Tuesday, June 23, 2015

Sometimes Life Just Swirls Around Us And We Have To Stop and Catch Our Breath

I am here, I swear, I promise, I am.
It's just been so busy.
Lily had two doctor's appointments today and I stayed with my boys so she could go and then we went to eat a very late lunch and then I went to the library and the store and then I came home and it was late and I scurried and I hurried to gather eggs and pick the cherry tomatoes which are coming in by the bushel and started supper and then Judy and Denise came over and we sat and laughed and chatted and laughed and now...
I am here.
Supper is about to be ready but I am not myself if I don't get to come here and write a few words, share a few thoughts. Blogs may be dying but some of us have to do it and will continue to do it and thank god for this place, this space.
Please, alla y'all, don't stop writing. Don't stop sharing your lives with me. I do not know what I would do if I couldn't visit you to see how it goes with you. I feel like we're in this together, whatever this is.

WRITTEN TASKS
1: Name every person the blog post about a busy day mentions by name.
2: Carry on writing the blog post about a busy day, starting right after its final sentence.

A run of records:
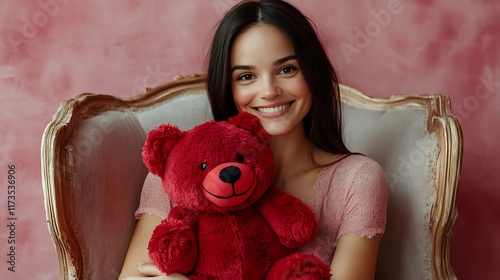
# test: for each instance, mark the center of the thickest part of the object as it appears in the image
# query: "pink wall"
(51, 50)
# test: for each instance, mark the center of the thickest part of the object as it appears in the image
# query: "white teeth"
(274, 109)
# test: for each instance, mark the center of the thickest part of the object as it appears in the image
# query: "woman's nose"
(270, 89)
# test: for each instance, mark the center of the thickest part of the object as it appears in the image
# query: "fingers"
(148, 269)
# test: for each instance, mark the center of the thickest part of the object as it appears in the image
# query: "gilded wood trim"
(57, 172)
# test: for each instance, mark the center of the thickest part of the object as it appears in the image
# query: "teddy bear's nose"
(230, 174)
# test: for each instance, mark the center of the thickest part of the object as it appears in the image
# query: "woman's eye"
(245, 77)
(203, 166)
(240, 158)
(288, 70)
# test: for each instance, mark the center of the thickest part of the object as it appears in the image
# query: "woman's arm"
(137, 250)
(355, 257)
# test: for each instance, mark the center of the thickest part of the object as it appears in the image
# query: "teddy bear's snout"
(229, 184)
(230, 174)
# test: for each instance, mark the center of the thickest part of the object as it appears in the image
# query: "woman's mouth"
(270, 110)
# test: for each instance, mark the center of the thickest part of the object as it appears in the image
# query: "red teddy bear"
(229, 223)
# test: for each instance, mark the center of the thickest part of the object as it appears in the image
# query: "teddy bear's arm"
(292, 220)
(173, 247)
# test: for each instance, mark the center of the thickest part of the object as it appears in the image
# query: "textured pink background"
(50, 52)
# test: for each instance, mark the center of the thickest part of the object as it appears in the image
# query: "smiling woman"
(267, 80)
(267, 60)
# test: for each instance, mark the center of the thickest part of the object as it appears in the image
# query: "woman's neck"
(292, 153)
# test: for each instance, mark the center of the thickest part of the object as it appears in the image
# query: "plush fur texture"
(228, 223)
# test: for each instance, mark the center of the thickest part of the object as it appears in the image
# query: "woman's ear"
(159, 143)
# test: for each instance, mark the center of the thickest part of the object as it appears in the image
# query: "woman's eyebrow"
(250, 67)
(284, 59)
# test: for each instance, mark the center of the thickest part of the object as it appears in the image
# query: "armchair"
(92, 173)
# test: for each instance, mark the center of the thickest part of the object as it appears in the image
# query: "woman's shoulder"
(355, 169)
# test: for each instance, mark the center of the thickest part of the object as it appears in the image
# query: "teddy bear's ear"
(159, 143)
(251, 123)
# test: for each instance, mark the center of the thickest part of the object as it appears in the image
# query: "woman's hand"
(151, 272)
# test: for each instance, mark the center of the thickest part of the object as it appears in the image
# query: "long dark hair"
(323, 123)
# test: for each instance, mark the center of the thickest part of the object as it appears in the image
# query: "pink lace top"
(349, 196)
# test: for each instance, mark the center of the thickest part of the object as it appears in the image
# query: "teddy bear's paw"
(297, 232)
(299, 266)
(173, 248)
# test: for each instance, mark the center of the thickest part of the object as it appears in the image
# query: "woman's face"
(267, 81)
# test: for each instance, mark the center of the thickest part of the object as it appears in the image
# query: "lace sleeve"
(365, 200)
(154, 200)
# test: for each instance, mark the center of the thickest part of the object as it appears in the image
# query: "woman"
(266, 59)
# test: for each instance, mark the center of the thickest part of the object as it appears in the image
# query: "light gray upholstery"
(93, 173)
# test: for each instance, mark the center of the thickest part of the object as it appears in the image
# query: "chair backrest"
(92, 173)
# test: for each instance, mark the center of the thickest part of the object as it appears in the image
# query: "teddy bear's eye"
(203, 166)
(239, 158)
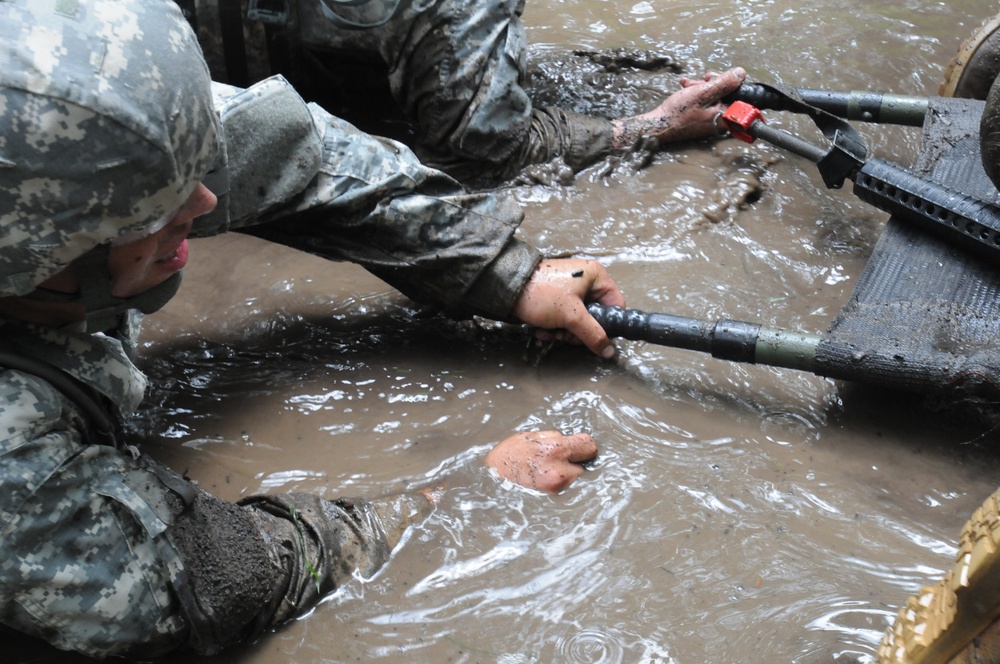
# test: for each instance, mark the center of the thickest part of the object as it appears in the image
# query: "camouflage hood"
(106, 127)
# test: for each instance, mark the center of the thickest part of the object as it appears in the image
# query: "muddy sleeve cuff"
(497, 289)
(579, 139)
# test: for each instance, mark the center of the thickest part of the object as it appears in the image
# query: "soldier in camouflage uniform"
(455, 69)
(109, 132)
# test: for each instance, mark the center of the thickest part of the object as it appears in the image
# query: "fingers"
(555, 299)
(590, 333)
(578, 447)
(544, 460)
(717, 87)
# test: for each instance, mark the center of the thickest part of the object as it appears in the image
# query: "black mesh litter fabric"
(925, 315)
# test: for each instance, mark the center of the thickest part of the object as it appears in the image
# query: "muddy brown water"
(735, 513)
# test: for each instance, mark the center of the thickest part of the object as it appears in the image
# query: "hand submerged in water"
(686, 115)
(544, 460)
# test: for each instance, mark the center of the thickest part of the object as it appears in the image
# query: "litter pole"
(724, 339)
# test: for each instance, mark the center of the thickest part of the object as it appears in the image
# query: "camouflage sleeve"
(459, 75)
(373, 203)
(110, 555)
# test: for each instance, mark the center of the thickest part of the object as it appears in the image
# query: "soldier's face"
(138, 266)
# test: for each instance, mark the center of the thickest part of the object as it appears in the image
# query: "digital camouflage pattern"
(105, 552)
(95, 142)
(455, 68)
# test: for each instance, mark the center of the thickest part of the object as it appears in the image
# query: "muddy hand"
(544, 460)
(555, 300)
(688, 114)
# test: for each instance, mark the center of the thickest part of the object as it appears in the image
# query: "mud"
(735, 513)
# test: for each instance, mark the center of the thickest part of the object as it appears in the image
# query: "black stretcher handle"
(855, 105)
(724, 339)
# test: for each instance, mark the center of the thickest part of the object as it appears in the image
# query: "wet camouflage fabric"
(67, 72)
(372, 202)
(87, 559)
(101, 555)
(80, 561)
(456, 70)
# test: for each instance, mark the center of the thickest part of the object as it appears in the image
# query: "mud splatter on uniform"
(455, 68)
(107, 123)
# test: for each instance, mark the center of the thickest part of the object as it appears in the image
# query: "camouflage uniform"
(101, 550)
(455, 69)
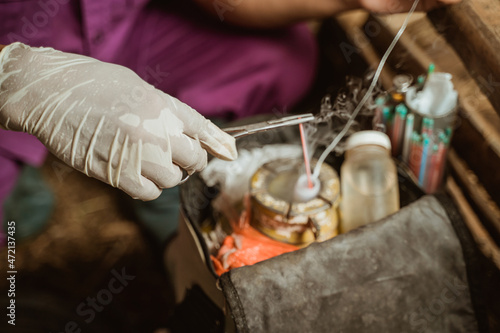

ANSWERS FOR THIS EXERCISE
1: Lily, Judy, Denise

2:
And if I'm not leaving comments, if I'm not answering comments here, it's not because I haven't been to visit you, it's not because I don't read every word you write at your places and in response to my words.
It's just...one of those times.

Here's what my boys looked like today:


My handsome Hulkito, my little man Gibson. 
And Owen, who asked me to take a "family photo." Direct quote. He's extremely invested in pretending to be a dad and a husband right now. 




Which...well.

Yeah. 

That child. 

This life. I am overwhelmed in all ways. Mostly good.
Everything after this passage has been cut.